▶

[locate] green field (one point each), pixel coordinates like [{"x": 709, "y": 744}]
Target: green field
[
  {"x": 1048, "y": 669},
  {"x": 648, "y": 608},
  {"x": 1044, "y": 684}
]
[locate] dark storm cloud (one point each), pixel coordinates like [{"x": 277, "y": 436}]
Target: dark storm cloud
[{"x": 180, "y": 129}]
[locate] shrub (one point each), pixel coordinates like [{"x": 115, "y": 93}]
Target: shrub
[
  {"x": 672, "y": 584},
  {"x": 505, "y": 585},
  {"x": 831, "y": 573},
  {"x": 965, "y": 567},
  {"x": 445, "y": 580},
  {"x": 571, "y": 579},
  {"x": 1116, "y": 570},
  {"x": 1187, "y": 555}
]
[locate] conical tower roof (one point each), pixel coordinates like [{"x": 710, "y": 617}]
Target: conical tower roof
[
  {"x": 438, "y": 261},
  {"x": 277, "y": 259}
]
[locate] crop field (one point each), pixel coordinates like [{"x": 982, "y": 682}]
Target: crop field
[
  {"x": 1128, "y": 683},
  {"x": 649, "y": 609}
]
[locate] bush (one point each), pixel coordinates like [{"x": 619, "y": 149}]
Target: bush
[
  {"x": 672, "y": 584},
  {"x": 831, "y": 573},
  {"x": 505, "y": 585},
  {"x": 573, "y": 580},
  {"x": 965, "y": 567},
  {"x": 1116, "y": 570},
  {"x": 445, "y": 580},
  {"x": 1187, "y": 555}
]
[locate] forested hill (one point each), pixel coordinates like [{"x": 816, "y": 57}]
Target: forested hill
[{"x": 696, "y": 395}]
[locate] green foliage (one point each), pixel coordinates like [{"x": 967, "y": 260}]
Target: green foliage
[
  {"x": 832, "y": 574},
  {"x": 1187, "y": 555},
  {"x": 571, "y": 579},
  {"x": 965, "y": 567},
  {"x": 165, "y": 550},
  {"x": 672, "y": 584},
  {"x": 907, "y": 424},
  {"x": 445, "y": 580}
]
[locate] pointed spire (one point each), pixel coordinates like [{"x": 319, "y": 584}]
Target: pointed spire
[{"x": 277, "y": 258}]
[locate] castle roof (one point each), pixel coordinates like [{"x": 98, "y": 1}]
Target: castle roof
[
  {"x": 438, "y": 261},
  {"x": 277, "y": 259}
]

◀

▸ **TASK TO COMPLETE**
Only the lines from the one with "[locate] castle roof" to the end of the entries above belong in your answer. Retype them exactly.

▸ **ANSWER TO THIS EXERCISE**
[locate] castle roof (one point each), pixel coordinates like [{"x": 98, "y": 1}]
Target: castle roof
[
  {"x": 438, "y": 261},
  {"x": 277, "y": 259}
]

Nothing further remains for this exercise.